(Source extract)
In essence the same concept as TikTok. Just to take the message home, singing
along is one aspect of social miming, from it there's endless variations, so
endless potential to create content. And once you generalize from miming top10
songs to miming challenges created by other people, you arrive at the heart of
TikTok's social mechanics: it's not just creating videos or remixing songs,
it's creating culture, conforming to it, and bending it towards yourself.

------
api
They've nailed the formula for addictive social media apps. I discourage
people from using TikTok, but I've played with it and it hits all the notes
and delivers small hits of dopamine effectively.

What they're doing with social apps reminds me of what happened to pop music:

[https://nypost.com/2015/10/04/your-favorite-song-on-the-
radi...](https://nypost.com/2015/10/04/your-favorite-song-on-the-radio-was-
probably-written-by-these-two/)

(Listing)
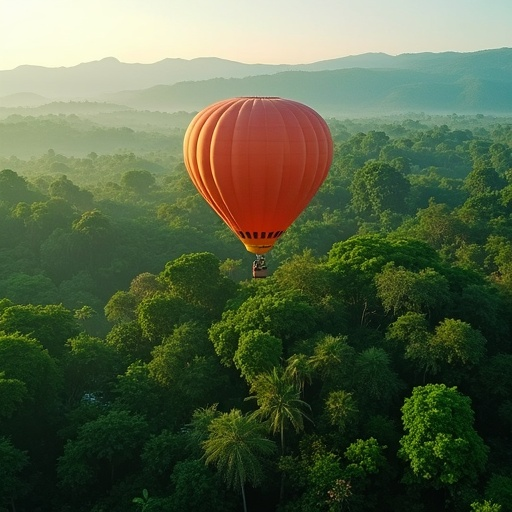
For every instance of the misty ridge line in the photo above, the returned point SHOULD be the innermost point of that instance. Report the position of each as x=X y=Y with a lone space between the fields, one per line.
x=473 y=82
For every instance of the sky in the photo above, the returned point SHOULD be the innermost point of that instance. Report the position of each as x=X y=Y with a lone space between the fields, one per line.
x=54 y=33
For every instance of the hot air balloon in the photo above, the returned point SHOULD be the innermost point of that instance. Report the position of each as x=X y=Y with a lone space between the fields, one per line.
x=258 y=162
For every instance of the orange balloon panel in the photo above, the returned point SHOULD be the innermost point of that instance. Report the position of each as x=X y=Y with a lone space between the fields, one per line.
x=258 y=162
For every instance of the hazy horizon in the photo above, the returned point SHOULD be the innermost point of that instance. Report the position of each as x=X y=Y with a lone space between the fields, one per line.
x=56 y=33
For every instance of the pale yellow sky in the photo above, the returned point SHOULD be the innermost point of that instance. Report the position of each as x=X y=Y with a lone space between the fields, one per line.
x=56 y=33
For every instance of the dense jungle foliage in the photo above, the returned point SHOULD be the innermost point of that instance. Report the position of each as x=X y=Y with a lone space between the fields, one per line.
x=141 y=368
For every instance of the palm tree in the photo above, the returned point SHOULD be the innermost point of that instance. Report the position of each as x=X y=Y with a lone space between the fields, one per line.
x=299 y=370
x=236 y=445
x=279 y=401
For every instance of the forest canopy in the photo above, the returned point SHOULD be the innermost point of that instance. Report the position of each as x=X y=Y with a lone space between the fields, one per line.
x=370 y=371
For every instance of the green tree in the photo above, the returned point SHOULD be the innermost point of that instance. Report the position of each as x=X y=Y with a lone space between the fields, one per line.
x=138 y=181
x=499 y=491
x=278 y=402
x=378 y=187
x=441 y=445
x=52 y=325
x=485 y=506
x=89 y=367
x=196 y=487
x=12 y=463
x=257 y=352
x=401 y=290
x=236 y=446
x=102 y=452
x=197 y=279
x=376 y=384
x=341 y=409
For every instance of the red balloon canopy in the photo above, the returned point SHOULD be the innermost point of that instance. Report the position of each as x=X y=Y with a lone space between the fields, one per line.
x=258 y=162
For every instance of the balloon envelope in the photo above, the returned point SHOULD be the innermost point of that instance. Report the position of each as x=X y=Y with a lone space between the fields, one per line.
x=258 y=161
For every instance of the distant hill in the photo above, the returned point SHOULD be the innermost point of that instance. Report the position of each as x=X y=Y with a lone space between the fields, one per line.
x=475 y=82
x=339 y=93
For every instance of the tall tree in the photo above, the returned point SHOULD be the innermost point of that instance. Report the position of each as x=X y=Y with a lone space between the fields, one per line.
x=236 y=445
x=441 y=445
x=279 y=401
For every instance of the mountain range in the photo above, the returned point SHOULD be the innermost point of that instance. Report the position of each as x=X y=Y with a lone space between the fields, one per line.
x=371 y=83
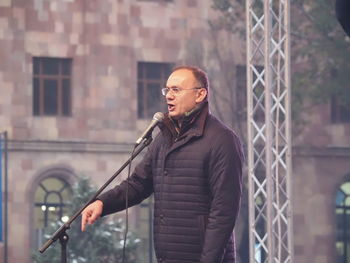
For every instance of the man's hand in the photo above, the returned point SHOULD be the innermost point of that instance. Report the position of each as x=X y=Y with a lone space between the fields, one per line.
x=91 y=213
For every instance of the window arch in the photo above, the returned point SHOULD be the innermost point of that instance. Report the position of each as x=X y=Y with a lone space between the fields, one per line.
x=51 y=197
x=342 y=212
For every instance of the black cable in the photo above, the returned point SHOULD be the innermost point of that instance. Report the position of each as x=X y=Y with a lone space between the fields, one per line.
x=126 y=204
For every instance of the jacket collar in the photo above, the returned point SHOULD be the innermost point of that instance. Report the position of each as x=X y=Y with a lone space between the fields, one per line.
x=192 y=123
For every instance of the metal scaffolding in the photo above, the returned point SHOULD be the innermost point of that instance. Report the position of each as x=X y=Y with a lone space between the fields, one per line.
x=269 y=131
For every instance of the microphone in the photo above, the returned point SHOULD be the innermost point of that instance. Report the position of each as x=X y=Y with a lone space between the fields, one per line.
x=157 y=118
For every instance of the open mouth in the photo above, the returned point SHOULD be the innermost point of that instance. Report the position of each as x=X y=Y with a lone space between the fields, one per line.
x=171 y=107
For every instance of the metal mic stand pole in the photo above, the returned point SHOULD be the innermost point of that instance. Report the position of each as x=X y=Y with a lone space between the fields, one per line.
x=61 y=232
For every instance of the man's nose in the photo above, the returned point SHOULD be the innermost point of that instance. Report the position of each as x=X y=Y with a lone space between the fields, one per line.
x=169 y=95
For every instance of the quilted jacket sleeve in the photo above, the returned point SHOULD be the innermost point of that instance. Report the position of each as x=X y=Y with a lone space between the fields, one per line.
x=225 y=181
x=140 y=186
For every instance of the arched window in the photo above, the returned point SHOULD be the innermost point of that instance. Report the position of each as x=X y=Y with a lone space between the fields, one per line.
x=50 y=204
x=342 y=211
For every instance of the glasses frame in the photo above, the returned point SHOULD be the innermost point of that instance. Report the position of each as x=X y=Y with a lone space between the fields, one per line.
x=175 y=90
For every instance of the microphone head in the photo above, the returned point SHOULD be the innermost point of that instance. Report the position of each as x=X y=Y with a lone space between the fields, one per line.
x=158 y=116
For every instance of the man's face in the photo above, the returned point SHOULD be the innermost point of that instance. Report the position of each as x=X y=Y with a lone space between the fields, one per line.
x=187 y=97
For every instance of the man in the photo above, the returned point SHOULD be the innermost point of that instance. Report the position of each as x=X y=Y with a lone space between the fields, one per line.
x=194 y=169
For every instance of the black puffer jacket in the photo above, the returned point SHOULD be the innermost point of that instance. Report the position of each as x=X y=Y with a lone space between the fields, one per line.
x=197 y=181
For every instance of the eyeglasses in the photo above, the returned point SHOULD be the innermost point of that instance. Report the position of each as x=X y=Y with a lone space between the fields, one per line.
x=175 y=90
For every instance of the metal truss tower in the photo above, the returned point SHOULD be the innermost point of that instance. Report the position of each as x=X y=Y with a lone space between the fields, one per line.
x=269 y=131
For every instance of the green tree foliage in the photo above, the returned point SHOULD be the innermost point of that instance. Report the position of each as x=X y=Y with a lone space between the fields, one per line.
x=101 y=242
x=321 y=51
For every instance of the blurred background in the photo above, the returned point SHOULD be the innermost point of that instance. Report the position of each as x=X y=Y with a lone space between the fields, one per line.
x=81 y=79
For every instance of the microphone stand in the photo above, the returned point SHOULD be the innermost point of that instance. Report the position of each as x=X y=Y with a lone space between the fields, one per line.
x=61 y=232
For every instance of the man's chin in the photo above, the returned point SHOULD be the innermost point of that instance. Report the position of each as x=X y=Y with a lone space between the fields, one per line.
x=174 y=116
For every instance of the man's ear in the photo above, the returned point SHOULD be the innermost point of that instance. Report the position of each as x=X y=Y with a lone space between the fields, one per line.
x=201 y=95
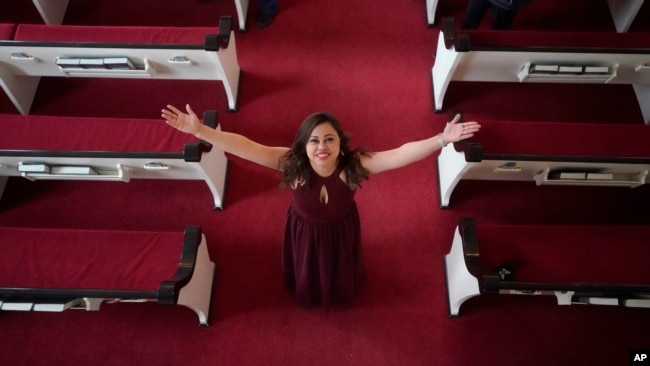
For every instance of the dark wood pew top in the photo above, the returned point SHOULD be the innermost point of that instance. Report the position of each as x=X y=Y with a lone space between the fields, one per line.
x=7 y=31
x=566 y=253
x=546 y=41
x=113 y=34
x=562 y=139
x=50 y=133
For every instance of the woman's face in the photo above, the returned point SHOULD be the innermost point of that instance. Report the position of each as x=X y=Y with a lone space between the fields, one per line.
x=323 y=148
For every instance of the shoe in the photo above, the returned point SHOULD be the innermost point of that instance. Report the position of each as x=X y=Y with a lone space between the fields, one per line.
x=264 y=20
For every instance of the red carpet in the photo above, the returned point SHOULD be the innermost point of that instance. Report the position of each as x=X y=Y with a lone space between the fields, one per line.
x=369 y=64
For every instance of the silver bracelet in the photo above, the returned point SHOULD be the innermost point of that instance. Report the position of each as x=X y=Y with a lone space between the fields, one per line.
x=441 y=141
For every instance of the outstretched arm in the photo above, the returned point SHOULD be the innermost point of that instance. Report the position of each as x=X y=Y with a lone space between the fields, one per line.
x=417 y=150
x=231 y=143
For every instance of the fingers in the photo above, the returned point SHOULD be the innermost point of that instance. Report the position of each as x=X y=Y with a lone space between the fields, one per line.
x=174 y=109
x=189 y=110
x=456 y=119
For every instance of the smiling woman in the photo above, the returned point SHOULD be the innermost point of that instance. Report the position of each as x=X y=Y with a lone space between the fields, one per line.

(Work to be completed) In the TikTok thread above, what does the first comment say TikTok's social mechanics come down to, beyond creating videos or remixing songs?

(Solution for this task) Creating culture, conforming to it, and bending it towards yourself.